• [Task list]
1. In the excerpt below about a family football competition and the coronavirus, how many Division I conferences had canceled their seasons by the end of July?
2. Say whether each statement agrees with the excerpt below about a family football competition and the coronavirus. Answer yes or no, and quote the words from the excerpt that decide it. (a) The narrator was the stronger player by season three. (b) The competition has gone on for nearly 20 years. (c) The plan approved in June let teams move from voluntary workouts to mandatory meetings and preseason camps.

• [Excerpted text]
=====

I didn’t realize it then, but he was setting me up.
Later he admitted to reading it every chance he got. Studying. Formulas, strategies, all of it. By season three, he cleaned my clock. Our father soon inserted himself into the competition, which, over the past almost 20 years, came to represent our relationship: We went from being a dysfunctional trio of man-children who didn’t have the language to express our feelings to discovering that our mutual love of competition and one-upmanship gave us the language we needed to reconnect.
And then came the coronavirus.
As of June, in response to concerns over the coronavirus, the N.C.A.A. Division I Football Oversight Committee announced their approval of a plan that would allow teams to transition from voluntary workouts to mandatory meetings and preseason camps — just like any other year. But by the end of July, five Division I conferences had canceled their seasons outright. Others, in a last-ditch effort to play something in 2020, are leaning toward playing “conference only” or “plus one” schedules to minimize travel and mitigate risk. The closer we got to August, the more it seemed that Dr. Anthony Fauci, who has been clear in his position from the outset, may have been right after all: “Football may not happen this year.”

=====

• [Exercise data]
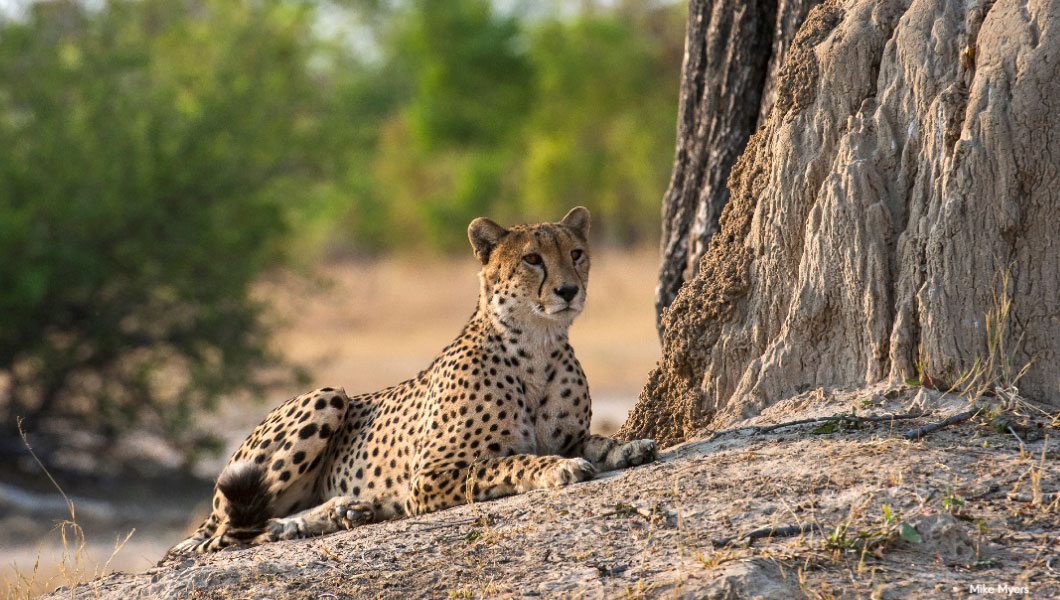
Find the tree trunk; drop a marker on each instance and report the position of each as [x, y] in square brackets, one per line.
[896, 216]
[732, 51]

=====

• [Task-by-task solutions]
1. Five Division I conferences had canceled their seasons by the end of July.

2.
(a) No: "By season three, he cleaned my clock."
(b) Yes: "over the past almost 20 years"
(c) Yes: "would allow teams to transition from voluntary workouts to mandatory meetings and preseason camps"